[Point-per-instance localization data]
------------

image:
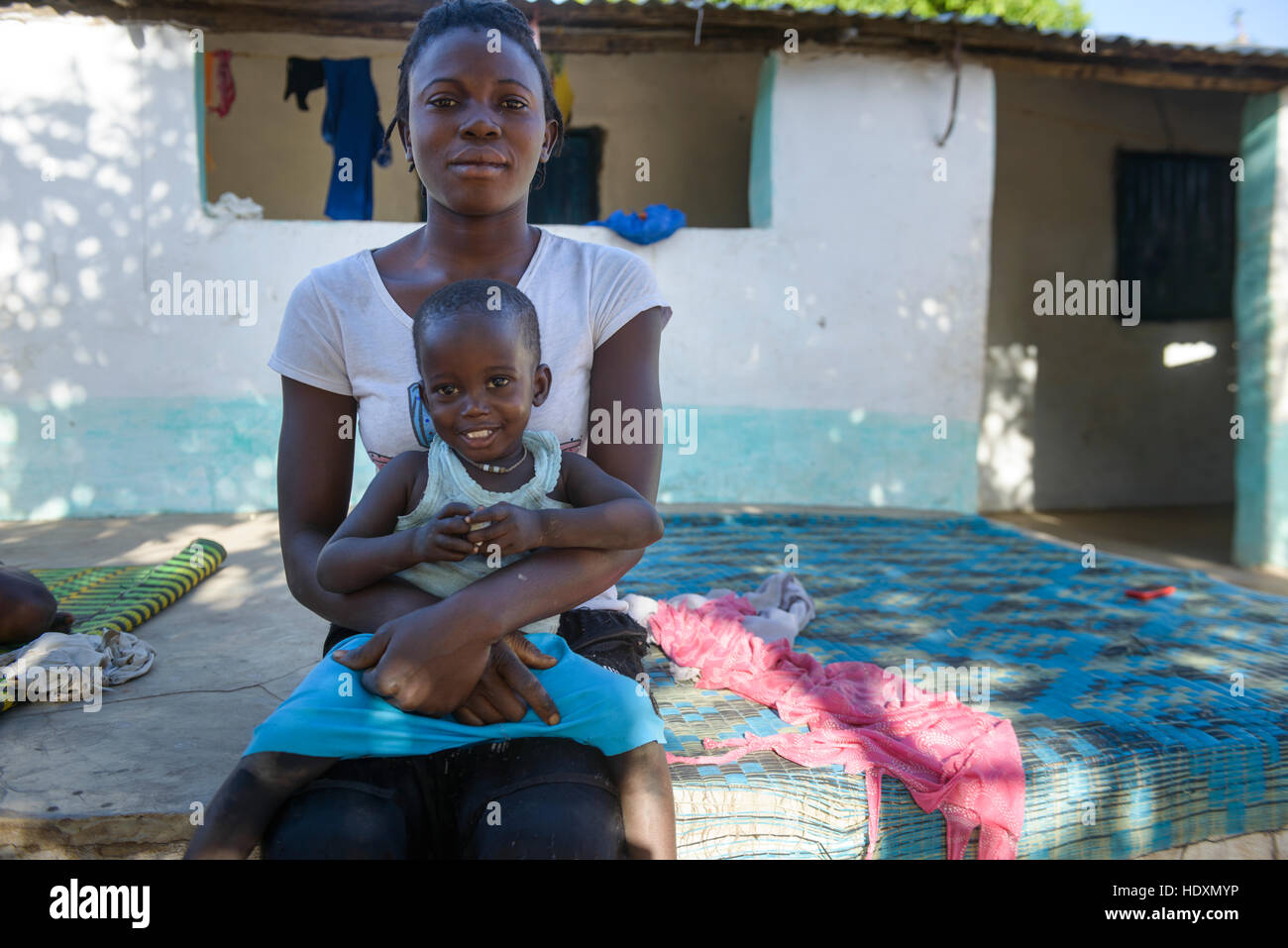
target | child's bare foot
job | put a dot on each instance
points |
(26, 605)
(245, 804)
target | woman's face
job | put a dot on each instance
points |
(469, 104)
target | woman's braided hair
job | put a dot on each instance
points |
(478, 14)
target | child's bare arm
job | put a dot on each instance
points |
(366, 549)
(606, 514)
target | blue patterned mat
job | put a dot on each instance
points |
(1142, 725)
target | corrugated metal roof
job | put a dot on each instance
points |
(1116, 40)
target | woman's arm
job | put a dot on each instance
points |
(548, 582)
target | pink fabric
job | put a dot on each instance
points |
(952, 758)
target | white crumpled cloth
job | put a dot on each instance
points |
(782, 609)
(120, 655)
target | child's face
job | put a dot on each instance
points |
(480, 385)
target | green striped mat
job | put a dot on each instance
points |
(120, 597)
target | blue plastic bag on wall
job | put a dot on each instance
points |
(652, 224)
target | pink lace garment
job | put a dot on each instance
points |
(952, 758)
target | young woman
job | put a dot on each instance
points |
(477, 117)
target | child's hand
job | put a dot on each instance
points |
(514, 530)
(441, 539)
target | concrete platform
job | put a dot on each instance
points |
(123, 782)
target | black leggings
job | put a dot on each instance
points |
(528, 798)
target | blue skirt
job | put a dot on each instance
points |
(333, 715)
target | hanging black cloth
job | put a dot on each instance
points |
(301, 77)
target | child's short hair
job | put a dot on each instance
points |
(472, 298)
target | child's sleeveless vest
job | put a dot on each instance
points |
(449, 481)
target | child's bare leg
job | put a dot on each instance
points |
(648, 806)
(245, 804)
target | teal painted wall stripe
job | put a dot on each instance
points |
(1253, 541)
(760, 191)
(130, 456)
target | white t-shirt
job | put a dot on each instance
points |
(344, 333)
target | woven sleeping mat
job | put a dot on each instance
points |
(120, 597)
(1142, 724)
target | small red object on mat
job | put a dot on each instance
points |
(1153, 592)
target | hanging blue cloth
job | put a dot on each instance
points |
(653, 224)
(351, 125)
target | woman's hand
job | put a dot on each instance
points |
(511, 528)
(424, 662)
(432, 662)
(441, 539)
(507, 687)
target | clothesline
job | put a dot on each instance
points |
(287, 55)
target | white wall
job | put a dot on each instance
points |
(1082, 411)
(163, 412)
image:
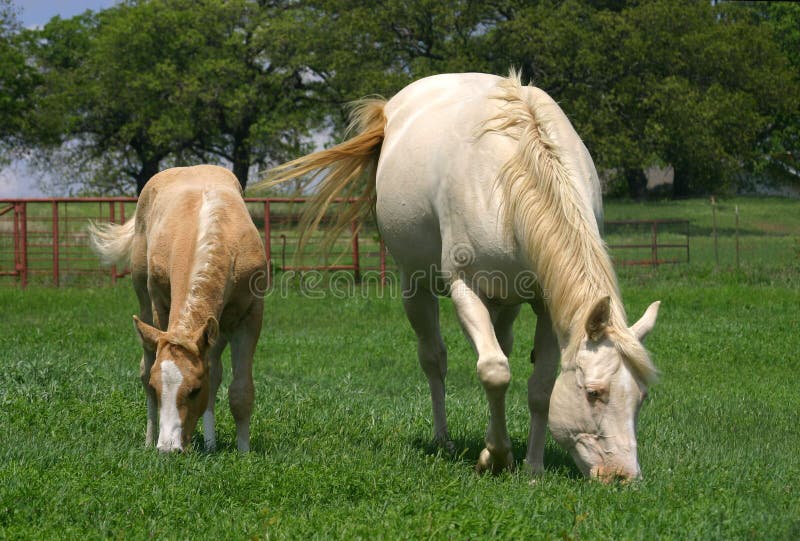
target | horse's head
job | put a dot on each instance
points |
(596, 398)
(180, 378)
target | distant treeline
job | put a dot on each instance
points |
(108, 98)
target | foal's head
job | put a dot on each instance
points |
(596, 399)
(180, 378)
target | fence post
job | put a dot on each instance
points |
(356, 256)
(737, 235)
(111, 220)
(688, 226)
(654, 243)
(56, 273)
(268, 241)
(24, 243)
(714, 228)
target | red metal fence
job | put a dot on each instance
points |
(45, 241)
(624, 236)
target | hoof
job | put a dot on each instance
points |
(489, 463)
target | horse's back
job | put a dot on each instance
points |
(443, 151)
(177, 205)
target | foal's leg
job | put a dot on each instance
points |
(148, 358)
(493, 371)
(546, 355)
(215, 377)
(241, 391)
(422, 310)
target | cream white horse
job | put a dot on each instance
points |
(193, 251)
(483, 190)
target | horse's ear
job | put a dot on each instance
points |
(642, 328)
(598, 318)
(148, 335)
(208, 335)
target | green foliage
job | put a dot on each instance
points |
(17, 79)
(709, 88)
(159, 82)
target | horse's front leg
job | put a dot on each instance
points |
(241, 391)
(145, 365)
(545, 356)
(215, 377)
(493, 372)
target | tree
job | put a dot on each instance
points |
(17, 79)
(689, 84)
(147, 84)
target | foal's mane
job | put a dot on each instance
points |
(551, 216)
(210, 268)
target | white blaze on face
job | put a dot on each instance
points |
(170, 430)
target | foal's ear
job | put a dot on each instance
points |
(148, 335)
(208, 335)
(598, 318)
(642, 328)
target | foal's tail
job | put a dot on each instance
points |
(112, 242)
(345, 171)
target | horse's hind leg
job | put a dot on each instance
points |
(493, 372)
(422, 310)
(503, 320)
(215, 377)
(241, 391)
(545, 356)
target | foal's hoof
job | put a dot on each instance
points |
(489, 463)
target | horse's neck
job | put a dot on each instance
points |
(571, 303)
(202, 294)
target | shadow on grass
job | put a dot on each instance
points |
(469, 449)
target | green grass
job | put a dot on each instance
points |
(341, 429)
(769, 237)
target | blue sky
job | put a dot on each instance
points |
(38, 12)
(17, 179)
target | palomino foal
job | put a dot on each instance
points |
(194, 252)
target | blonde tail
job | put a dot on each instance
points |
(112, 242)
(346, 171)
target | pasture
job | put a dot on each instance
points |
(341, 429)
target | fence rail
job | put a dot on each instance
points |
(45, 241)
(625, 235)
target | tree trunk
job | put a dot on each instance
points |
(637, 183)
(241, 160)
(148, 169)
(680, 184)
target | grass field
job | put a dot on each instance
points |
(769, 238)
(341, 430)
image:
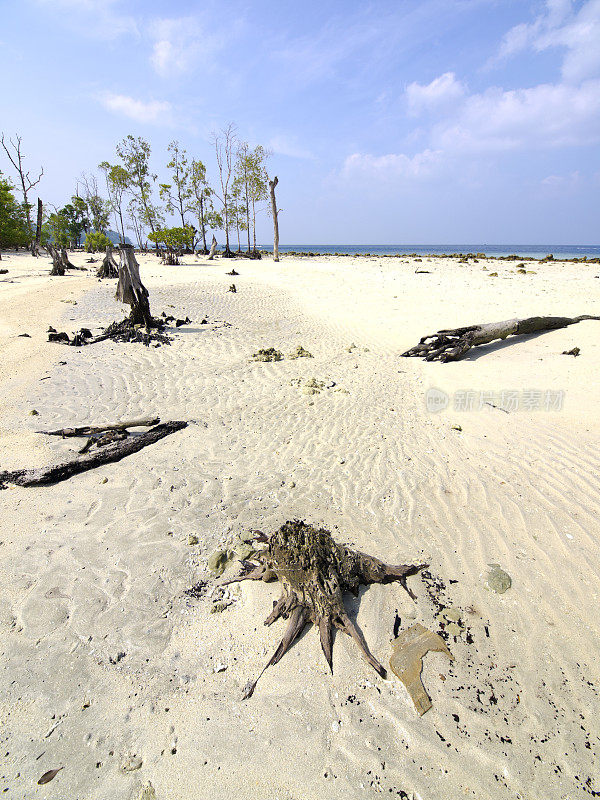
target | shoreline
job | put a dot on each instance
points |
(114, 672)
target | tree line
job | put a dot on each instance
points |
(132, 199)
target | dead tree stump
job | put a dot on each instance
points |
(58, 267)
(213, 248)
(109, 267)
(131, 290)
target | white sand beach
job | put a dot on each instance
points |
(112, 672)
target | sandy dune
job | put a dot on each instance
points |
(111, 671)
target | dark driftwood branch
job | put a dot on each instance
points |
(451, 345)
(114, 451)
(90, 430)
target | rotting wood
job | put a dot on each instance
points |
(314, 572)
(213, 248)
(90, 430)
(131, 290)
(407, 661)
(114, 451)
(109, 267)
(453, 344)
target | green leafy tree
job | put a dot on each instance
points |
(224, 143)
(178, 193)
(134, 153)
(238, 210)
(117, 186)
(98, 209)
(56, 230)
(96, 241)
(14, 229)
(201, 202)
(175, 240)
(76, 221)
(258, 184)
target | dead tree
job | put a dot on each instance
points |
(314, 572)
(65, 259)
(58, 268)
(109, 267)
(131, 290)
(16, 157)
(453, 344)
(35, 248)
(213, 248)
(275, 215)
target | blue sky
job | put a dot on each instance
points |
(414, 121)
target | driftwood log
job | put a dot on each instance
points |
(314, 571)
(109, 267)
(453, 344)
(90, 430)
(113, 451)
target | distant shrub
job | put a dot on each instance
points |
(95, 242)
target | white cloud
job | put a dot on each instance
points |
(153, 111)
(548, 115)
(560, 25)
(180, 43)
(436, 95)
(391, 166)
(288, 146)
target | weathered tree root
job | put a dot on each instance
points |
(452, 345)
(112, 451)
(314, 572)
(109, 267)
(124, 331)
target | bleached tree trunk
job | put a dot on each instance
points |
(275, 213)
(58, 267)
(131, 290)
(109, 267)
(213, 248)
(35, 247)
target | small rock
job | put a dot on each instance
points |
(131, 763)
(451, 614)
(218, 561)
(497, 580)
(148, 793)
(243, 550)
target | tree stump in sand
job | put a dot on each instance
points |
(314, 572)
(58, 268)
(213, 248)
(131, 290)
(109, 267)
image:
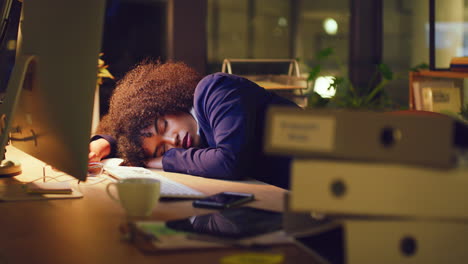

------------

Where a line of the records has the string "grass", copy that line.

§ Output of the task
target | shadow on grass
target | green grass
target | grass field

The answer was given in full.